__INFORMATION SUPPLIED__.
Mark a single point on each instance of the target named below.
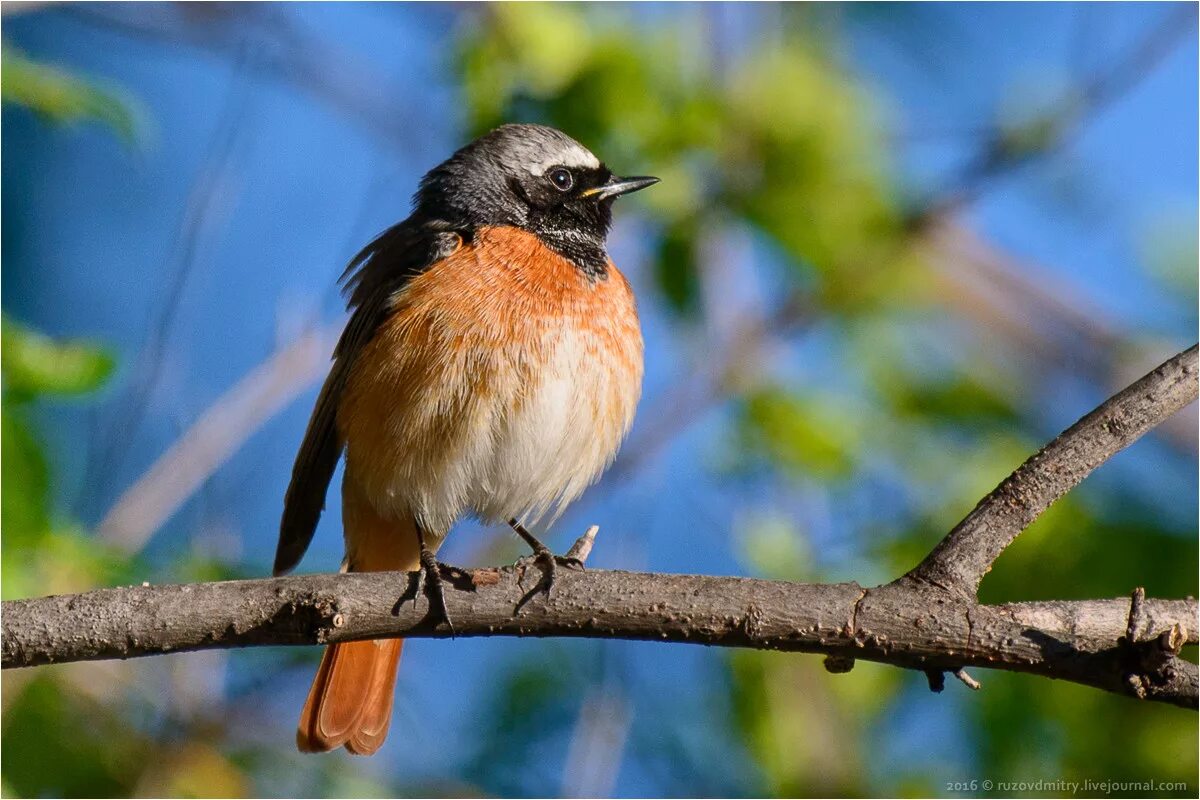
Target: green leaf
(24, 503)
(34, 364)
(63, 98)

__ABOUT THIS EXERCISE__.
Your task is to reproduce every record exactly while omitting the pictures.

__FINISHED TASK__.
Mark a single point on each instance of the target named below.
Target: green leaf
(24, 503)
(34, 364)
(63, 98)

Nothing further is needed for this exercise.